• **Request A**:
Report how many lines of the records contain the string "paper", treating uppercase and lowercase as different. Give only the number.

• **Document segment**:

↓↓↓

Question

At 700 K,\[C{{O}_{2}}\] and \[{{H}_{2}}\]react to form \[CO\] and \[{{H}_{2}}O\]. For this process Kc is 0.11. If a mixture of 0.45 mole of \[C{{O}_{2}}\] and 0.45 mole of \[{{H}_{2}}\]is heated at 700 K.
(i) Find out the amount of each gas at equilibrium state.
(ii) After equilibrium is reached another 0.34 mole of \[C{{O}_{2}}\]and 0.34 mole of \[{{H}_{2}}\] are added to the reaction mixture. Find the composition of the mixture at the new equilibrium state.

Answer 1

Hint: In a reaction at equilibrium the concentration of the both reactants and products are the same. If we will change the concentration of reactants, the concentration of the product also changes.

↑↑↑

Data records

↓↓↓

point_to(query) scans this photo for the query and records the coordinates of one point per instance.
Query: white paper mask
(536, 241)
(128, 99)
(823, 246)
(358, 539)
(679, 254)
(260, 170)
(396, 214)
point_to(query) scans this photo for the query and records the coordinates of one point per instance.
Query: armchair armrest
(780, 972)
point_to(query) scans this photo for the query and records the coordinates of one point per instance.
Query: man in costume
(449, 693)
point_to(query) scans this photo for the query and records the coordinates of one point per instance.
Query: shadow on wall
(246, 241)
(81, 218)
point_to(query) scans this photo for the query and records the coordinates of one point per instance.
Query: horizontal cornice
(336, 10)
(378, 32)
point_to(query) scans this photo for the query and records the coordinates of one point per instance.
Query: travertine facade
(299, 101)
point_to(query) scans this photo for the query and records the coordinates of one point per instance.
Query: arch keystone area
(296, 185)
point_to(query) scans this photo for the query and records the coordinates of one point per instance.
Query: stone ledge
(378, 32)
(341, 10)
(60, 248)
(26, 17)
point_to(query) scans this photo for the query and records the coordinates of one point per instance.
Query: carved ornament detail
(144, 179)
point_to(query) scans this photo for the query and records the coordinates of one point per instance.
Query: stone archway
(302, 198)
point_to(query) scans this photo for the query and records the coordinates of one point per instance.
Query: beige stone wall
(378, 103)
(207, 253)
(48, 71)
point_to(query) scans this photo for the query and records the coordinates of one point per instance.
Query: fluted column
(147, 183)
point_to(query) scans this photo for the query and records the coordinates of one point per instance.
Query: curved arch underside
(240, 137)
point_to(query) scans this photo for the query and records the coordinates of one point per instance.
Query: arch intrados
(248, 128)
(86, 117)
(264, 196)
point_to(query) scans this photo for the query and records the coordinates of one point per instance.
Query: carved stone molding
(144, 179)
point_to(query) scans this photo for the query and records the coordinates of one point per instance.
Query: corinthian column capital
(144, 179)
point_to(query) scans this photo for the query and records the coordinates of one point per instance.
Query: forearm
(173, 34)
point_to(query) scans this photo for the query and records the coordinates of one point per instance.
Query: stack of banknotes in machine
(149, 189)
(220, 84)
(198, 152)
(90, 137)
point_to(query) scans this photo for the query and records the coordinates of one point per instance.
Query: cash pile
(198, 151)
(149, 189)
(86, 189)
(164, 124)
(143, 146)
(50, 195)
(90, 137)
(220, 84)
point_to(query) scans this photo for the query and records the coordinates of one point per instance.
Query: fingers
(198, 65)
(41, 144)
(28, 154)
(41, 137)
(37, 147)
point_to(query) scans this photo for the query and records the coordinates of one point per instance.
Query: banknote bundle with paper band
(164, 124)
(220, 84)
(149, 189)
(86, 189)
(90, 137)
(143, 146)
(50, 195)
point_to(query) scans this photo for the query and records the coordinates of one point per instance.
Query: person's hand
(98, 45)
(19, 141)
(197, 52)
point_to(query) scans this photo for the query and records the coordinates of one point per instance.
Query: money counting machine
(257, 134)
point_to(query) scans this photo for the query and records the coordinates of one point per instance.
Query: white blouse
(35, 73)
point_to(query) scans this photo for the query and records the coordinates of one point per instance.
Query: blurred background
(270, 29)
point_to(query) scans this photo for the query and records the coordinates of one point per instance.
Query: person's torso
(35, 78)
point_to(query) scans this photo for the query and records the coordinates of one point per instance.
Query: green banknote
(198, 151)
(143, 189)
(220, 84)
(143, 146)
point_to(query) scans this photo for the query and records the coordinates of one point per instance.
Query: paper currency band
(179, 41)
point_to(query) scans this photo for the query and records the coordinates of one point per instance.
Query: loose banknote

↑↑↑

• **Request B**:
Continue the text on the carbon dioxide and hydrogen equilibrium problem above, starting right after its last sentence.

• **Exercise output A**:
3

• **Exercise output B**:
Complete step by step answer:
In the question it was mentioned that carbon dioxide (\[C{{O}_{2}}\]) and hydrogen gas (\[{{H}_{2}}\]) reacts and forms carbon monoxide (\[CO\]) and water (\[{{H}_{2}}O\]).
\[\text{ }C{{O}_{2}}+{{H}_{2}}\underset{{}}{\leftrightarrows}CO+{{H}_{2}}O\]
i) Find out the amount of each gas at equilibrium state.
At the initial stage 0.45 moles of carbon dioxide reacts with 0.45 moles of Hydrogen.
The chemical equation is as follows
\[\begin{align}
& at\text{ }time\text{ }0\text{ }\underset{0.45}{\mathop{C{{O}_{2}}}}\,+\underset{0.45\text{ }}{\mathop{{{H}_{2}}}}\,\overset{{}}{leftrightarrows}\underset{-}{\mathop{CO}}\,+\underset{-}{\mathop{{{H}_{2}}O}}\, \\
& at\text{ }equilibrium\text{ }\underset{0.45-x}{\mathop{C{{O}_{2}}}}\,+\underset{0.45-x\text{ }}{\mathop{{{H}_{2}}}}\,\overset{{}}{leftrightarrows}\underset{x}{\mathop{CO}}\,+\underset{x}{\mathop{{{H}_{2}}O}}\, \\
\end{align}\]
At time zero the concentration of the products are also zero.
At equilibrium the concentration of the products is equal to the concentration of the reactants.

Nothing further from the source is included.